Sawing into human bones from the neolithic period, studying chromosomal evidence of lactose tolerance and the lack thereof, the scientists at the Leche project are changing long-held beliefs about European hunter-gatherer societies’ shift to sedentary agrarianism between 5,600 B.C. and 5,200 B.C. (And surely making milk the next comestible to get the “driving force of civilization” treatment in book form, like salt, cod, corn, sugar, etc.) Farming methodology-sowing seeds, milking cattle, etc.-was invented in the middle east, in the fertile crescent. Academics have long believed that it had been brought to Europe by small groups of wanderers and spread in what German archeologist Jens Lüning described as a spirit of “peaceful cooperation.”

Data:
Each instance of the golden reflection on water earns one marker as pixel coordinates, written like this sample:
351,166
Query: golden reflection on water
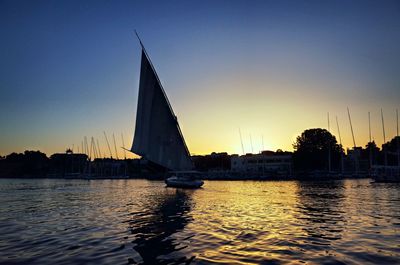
239,220
226,222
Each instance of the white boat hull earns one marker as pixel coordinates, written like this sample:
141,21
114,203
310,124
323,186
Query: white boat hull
183,183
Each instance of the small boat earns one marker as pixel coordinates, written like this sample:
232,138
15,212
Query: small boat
184,179
158,137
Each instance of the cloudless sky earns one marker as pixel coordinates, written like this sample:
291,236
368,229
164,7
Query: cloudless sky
70,69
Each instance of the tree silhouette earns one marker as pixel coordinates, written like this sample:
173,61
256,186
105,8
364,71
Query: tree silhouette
312,149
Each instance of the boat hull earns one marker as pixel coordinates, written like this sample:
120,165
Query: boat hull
184,183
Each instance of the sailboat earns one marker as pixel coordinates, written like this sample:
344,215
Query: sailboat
158,137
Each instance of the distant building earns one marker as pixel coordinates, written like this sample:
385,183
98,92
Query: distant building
68,164
267,163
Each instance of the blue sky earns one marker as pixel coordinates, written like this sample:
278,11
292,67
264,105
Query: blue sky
272,68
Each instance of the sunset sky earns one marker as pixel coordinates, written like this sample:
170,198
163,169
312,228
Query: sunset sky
70,69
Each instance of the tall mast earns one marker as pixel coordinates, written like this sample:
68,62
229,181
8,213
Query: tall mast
384,139
383,128
340,137
370,140
369,126
354,143
98,148
108,144
262,142
351,127
123,145
340,140
115,147
251,143
397,138
241,141
329,148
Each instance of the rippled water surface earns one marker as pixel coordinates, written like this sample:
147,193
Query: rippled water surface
234,222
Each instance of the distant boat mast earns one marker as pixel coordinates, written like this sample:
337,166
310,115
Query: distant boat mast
329,148
351,127
340,141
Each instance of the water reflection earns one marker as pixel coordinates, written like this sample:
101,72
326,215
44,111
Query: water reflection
154,231
321,209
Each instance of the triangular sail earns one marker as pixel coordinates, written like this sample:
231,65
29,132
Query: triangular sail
158,137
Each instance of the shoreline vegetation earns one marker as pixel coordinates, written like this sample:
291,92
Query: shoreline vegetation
316,156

What to work on:
a) According to the Leche project text, where was farming methodology invented?
b) Summarize the Leche project text in two sentences.
c) Continue the Leche project text from where it stops.

Responses per task:
a) It was invented in the middle east, in the fertile crescent.

b) Scientists at the Leche project are sawing into neolithic human bones and studying chromosomal evidence of lactose tolerance, which is changing long-held beliefs about how European hunter-gatherers shifted to settled farming between 5,600 B.C. and 5,200 B.C. Farming methods such as sowing seeds and milking cattle were invented in the fertile crescent, and academics have long believed that small groups of wanderers brought them to Europe, where they spread through what Jens Lüning called "peaceful cooperation."

c)
Apparently, that was not the case. Rather, starting, around 7,000 B.C. Central Europe was flooded by a mass migration of middle-eastern farmers who brought their own livestock and did not intermingle or procreate with the area’s original inhabitants-in fact, there was violent conflict. As Shulz writes:
“The settlers, wielding their sickles, kept moving farther and farther north, right into the territory of backward peoples. The newcomers were industrious and used to working hard in the fields. Clay statues show that the men were already wearing trousers and shaving. The women dyed their hair red and decorated it with snail shells. Both sexes wore caps, and the men also wore triangular hats. By comparison, the more primitive existing inhabitants of the continent wore animal hides and lived in spartan huts. They looked on in bewilderment as the newcomers deforested their hunting grounds, tilled the soil and planted seeds. This apparently upset them and motivated them to resist the intruders.”
It turned out Europe’s lush vegetation and cooler climates suited diary farming well, and a population explosion among these original Middle Eastern immigrants seeded Europe with its healthy, strong-boned milk-fed future.